> Data extracted from a collection:
•••••
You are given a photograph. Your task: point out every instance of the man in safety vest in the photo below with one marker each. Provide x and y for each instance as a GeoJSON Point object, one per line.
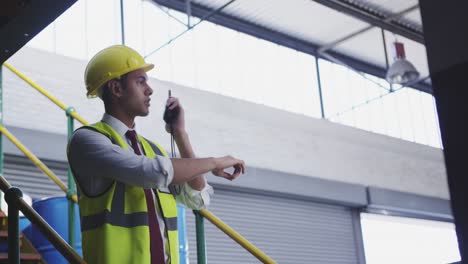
{"type": "Point", "coordinates": [128, 187]}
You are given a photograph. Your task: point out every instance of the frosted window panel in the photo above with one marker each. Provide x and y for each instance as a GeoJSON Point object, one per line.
{"type": "Point", "coordinates": [183, 60]}
{"type": "Point", "coordinates": [102, 25]}
{"type": "Point", "coordinates": [44, 40]}
{"type": "Point", "coordinates": [207, 54]}
{"type": "Point", "coordinates": [405, 240]}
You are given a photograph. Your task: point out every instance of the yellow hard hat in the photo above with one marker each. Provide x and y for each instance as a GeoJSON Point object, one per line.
{"type": "Point", "coordinates": [110, 63]}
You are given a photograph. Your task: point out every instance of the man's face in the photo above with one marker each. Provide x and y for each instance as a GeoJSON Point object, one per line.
{"type": "Point", "coordinates": [136, 93]}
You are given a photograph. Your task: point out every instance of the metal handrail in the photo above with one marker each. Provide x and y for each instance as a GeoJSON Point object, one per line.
{"type": "Point", "coordinates": [46, 94]}
{"type": "Point", "coordinates": [17, 202]}
{"type": "Point", "coordinates": [205, 213]}
{"type": "Point", "coordinates": [36, 161]}
{"type": "Point", "coordinates": [236, 236]}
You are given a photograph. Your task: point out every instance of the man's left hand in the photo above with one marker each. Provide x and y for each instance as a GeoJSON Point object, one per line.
{"type": "Point", "coordinates": [178, 125]}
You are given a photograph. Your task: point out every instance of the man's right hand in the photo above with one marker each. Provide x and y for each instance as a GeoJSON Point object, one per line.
{"type": "Point", "coordinates": [228, 162]}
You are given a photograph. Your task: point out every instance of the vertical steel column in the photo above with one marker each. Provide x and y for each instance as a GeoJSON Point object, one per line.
{"type": "Point", "coordinates": [319, 82]}
{"type": "Point", "coordinates": [200, 229]}
{"type": "Point", "coordinates": [11, 196]}
{"type": "Point", "coordinates": [71, 186]}
{"type": "Point", "coordinates": [387, 64]}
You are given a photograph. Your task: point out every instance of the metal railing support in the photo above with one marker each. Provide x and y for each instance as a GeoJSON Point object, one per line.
{"type": "Point", "coordinates": [14, 198]}
{"type": "Point", "coordinates": [1, 124]}
{"type": "Point", "coordinates": [11, 197]}
{"type": "Point", "coordinates": [35, 160]}
{"type": "Point", "coordinates": [71, 186]}
{"type": "Point", "coordinates": [200, 230]}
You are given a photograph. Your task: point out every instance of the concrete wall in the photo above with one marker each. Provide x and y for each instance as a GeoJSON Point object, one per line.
{"type": "Point", "coordinates": [263, 136]}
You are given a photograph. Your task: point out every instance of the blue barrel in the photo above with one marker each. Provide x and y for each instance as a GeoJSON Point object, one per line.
{"type": "Point", "coordinates": [55, 211]}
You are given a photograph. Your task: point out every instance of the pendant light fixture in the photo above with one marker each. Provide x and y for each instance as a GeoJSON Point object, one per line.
{"type": "Point", "coordinates": [401, 71]}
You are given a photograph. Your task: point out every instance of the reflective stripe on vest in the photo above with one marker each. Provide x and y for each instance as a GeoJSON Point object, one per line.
{"type": "Point", "coordinates": [115, 223]}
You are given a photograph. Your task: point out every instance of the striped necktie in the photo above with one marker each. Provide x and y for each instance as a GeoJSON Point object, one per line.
{"type": "Point", "coordinates": [156, 241]}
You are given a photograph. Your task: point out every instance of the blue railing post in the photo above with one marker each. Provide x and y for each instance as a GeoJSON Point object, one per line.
{"type": "Point", "coordinates": [11, 197]}
{"type": "Point", "coordinates": [71, 186]}
{"type": "Point", "coordinates": [200, 229]}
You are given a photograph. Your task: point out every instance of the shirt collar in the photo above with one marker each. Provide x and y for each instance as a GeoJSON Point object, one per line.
{"type": "Point", "coordinates": [116, 124]}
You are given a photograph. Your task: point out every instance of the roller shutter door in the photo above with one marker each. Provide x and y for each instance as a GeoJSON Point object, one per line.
{"type": "Point", "coordinates": [288, 230]}
{"type": "Point", "coordinates": [21, 172]}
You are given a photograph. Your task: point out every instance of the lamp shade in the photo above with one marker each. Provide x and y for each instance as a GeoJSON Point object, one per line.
{"type": "Point", "coordinates": [401, 71]}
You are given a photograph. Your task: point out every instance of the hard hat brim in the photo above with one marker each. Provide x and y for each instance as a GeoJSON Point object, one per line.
{"type": "Point", "coordinates": [95, 93]}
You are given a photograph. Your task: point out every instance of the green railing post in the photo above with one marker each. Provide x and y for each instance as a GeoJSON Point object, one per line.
{"type": "Point", "coordinates": [11, 197]}
{"type": "Point", "coordinates": [200, 229]}
{"type": "Point", "coordinates": [71, 186]}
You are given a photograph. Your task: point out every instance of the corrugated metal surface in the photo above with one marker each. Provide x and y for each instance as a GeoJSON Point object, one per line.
{"type": "Point", "coordinates": [303, 19]}
{"type": "Point", "coordinates": [21, 172]}
{"type": "Point", "coordinates": [315, 23]}
{"type": "Point", "coordinates": [289, 231]}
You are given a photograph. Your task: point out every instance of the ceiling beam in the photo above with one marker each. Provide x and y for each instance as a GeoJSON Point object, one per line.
{"type": "Point", "coordinates": [374, 19]}
{"type": "Point", "coordinates": [279, 38]}
{"type": "Point", "coordinates": [20, 21]}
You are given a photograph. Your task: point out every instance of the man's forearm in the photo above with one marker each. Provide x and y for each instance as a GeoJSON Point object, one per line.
{"type": "Point", "coordinates": [186, 151]}
{"type": "Point", "coordinates": [189, 170]}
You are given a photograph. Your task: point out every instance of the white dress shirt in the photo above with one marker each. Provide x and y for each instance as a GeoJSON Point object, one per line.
{"type": "Point", "coordinates": [97, 163]}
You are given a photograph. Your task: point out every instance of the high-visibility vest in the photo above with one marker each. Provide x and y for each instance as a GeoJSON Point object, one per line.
{"type": "Point", "coordinates": [114, 224]}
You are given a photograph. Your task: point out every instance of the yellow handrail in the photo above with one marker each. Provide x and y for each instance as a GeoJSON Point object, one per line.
{"type": "Point", "coordinates": [236, 237]}
{"type": "Point", "coordinates": [35, 160]}
{"type": "Point", "coordinates": [45, 93]}
{"type": "Point", "coordinates": [205, 213]}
•••••
> What you have to do: Repeat, without changes, every line from the one that contains "of the corrugated" through the final line of the data.

> Exercise output:
You are given a photograph. Your task: point out every instance of the corrugated metal surface in the photo above with one marker each. Provide x and y for each instance as a GeoJSON Point object, one per line.
{"type": "Point", "coordinates": [303, 19]}
{"type": "Point", "coordinates": [21, 172]}
{"type": "Point", "coordinates": [315, 23]}
{"type": "Point", "coordinates": [289, 231]}
You are given a photograph. Your task: point out every instance of the ceiling beam in the photo above with one marker each. Provide x and y for each instance as a GeoJSON Point object, one per line.
{"type": "Point", "coordinates": [374, 19]}
{"type": "Point", "coordinates": [279, 38]}
{"type": "Point", "coordinates": [20, 21]}
You are given a photograph. Your task: point out every instance of the man's forearm in the photo above with one marker each. Provide x and y for each instance as a GeoJSON Point object, one per line.
{"type": "Point", "coordinates": [186, 151]}
{"type": "Point", "coordinates": [189, 170]}
You are given a photograph. Your task: point out every instance of the white dress shirt in the photo above with one marker each. Provide x and y for each instance as a GeoJSON Point object, one per line.
{"type": "Point", "coordinates": [97, 163]}
You are given a photograph. Your task: point out every instance of the high-visibility vest in the photo above with one marker each. Provide x and y for each instance as a GeoJSON Point object, one per line.
{"type": "Point", "coordinates": [114, 224]}
You are given a photograph. Your task: point out every instance of the yellow handrail in the photo above with one marker each. Provide x and y for each instance as a GeoJSON Point object, one per line.
{"type": "Point", "coordinates": [236, 237]}
{"type": "Point", "coordinates": [35, 160]}
{"type": "Point", "coordinates": [45, 93]}
{"type": "Point", "coordinates": [205, 213]}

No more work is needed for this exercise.